→ **Trecho do documento**
•••

O destaque ficou por conta do vice-presidente Wesley Jarbas (Republicanos), que, por livre e espontânea pressão, recuou publicamente. Ao lado de seu principal padrinho político, o senador Cleitinho Azevedo (Republicanos), Jarbas prometeu doar o valor correspondente ao benefício – R$ 2.021,22 –, benefício este que ele mesmo havia concordado em aprovar.
Não à toa, a nota oficial da Câmara, assinada pelo presidente, mencionou nominalmente o vice-presidente. Na mesma linha, o primeiro secretário, Breno Junior, também declarou que abriria mão do aumento.
Se essa medida expôs a hipocrisia, deixou também uma grande lição ao presidente: os privilégios do cargo vêm acompanhados de responsabilidades proporcionais: é o peso da função.
Uma lição sobre responsabilidade política
Tomar decisões impopulares pode custar caro, inclusive uma reeleição – a memória do povo pode até ser curta, mas a da internet é implacável. Nessas situações, é essencial que as “assinaturas invisíveis” por trás das medidas sejam igualmente expostas, dividindo a responsabilidade. Não queremos passar a mão da cabeça do presidente, mas não há santo nessa história.

•••

→ **Instruções de trabalho**
Responda com base no trecho sobre a Câmara:
1. Que valor Wesley Jarbas prometeu doar?
2. Quem o trecho aponta como principal padrinho político de Wesley Jarbas?
3. Que cargo ocupa Breno Junior?
Baseie-se apenas no trecho do documento.

→ **Linhas de dados**
•••

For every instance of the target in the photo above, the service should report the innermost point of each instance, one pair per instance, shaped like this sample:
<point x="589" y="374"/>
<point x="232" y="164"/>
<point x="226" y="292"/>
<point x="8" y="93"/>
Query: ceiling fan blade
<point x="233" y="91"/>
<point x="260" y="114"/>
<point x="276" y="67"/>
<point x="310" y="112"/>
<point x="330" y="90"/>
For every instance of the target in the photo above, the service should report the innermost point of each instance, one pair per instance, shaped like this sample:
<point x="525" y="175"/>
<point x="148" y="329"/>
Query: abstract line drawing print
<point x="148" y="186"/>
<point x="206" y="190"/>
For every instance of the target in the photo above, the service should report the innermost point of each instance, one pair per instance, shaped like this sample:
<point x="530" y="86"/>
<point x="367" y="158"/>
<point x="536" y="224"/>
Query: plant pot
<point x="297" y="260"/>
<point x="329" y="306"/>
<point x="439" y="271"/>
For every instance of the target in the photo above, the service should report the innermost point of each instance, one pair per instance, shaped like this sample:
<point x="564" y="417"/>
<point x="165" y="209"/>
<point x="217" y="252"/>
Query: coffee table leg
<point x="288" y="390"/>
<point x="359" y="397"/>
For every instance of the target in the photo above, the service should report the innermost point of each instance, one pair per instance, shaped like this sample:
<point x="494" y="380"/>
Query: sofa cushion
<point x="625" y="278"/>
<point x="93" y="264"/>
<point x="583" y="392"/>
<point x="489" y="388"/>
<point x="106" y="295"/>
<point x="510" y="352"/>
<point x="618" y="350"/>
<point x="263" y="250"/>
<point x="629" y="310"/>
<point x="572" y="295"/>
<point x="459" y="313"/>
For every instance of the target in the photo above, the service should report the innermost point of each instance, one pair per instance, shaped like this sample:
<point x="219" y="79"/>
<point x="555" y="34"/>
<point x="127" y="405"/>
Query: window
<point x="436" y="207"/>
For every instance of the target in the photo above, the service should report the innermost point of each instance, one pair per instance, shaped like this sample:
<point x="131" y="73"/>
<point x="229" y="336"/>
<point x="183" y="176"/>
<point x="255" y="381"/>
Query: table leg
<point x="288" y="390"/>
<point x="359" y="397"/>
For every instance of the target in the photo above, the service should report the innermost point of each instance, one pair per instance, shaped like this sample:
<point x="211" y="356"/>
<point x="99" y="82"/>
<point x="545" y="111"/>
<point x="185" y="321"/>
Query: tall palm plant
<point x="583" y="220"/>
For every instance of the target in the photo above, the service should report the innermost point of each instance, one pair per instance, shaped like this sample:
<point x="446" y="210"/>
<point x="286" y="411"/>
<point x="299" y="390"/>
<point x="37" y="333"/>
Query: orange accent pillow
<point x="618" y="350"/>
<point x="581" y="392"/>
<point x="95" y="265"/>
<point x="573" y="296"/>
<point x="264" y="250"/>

•••

→ **Solução a seguir**
1. R$ 2.021,22.
2. O senador Cleitinho Azevedo (Republicanos).
3. Primeiro secretário.